## Records to use
────────────────────────────────────────

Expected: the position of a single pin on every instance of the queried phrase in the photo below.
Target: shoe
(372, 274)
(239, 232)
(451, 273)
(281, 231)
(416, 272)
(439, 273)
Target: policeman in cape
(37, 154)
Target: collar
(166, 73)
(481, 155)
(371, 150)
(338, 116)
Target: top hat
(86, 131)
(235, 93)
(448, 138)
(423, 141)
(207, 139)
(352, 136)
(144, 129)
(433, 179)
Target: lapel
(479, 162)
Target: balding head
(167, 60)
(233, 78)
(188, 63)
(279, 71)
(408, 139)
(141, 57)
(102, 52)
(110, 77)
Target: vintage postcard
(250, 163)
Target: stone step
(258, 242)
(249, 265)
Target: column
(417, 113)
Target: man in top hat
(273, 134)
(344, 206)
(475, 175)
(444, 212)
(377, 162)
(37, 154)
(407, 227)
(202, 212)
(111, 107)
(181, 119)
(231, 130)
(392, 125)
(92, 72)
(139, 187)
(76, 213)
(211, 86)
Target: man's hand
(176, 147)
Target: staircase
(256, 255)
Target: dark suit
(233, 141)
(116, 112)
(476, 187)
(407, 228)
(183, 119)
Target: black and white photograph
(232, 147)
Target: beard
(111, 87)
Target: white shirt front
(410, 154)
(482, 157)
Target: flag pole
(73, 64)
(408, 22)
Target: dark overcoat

────────────────────────────────────────

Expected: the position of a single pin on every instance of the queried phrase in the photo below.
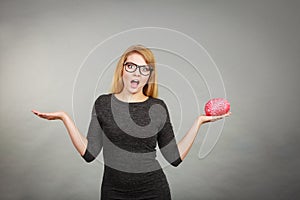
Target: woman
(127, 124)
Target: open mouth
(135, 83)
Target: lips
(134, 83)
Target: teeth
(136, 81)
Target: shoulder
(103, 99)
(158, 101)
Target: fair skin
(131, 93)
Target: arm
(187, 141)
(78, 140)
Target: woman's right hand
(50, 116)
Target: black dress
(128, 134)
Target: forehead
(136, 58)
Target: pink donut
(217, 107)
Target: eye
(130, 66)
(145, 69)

────────────────────────────────────────

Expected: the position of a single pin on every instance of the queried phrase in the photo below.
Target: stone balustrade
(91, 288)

────────────────────────────────────────

## What the task asks
Please return only the lines above, starting at the line that has "Target: staircase" and ending at the line that has "Target: dark overcoat", keeping both and leaving each one unchanged.

## Answer section
Target: staircase
(256, 255)
Target: dark suit
(233, 141)
(116, 112)
(476, 187)
(407, 228)
(183, 119)
Target: black and white photograph
(232, 147)
Target: beard
(111, 87)
Target: white shirt front
(410, 154)
(482, 157)
Target: flag pole
(73, 64)
(408, 22)
Target: dark overcoat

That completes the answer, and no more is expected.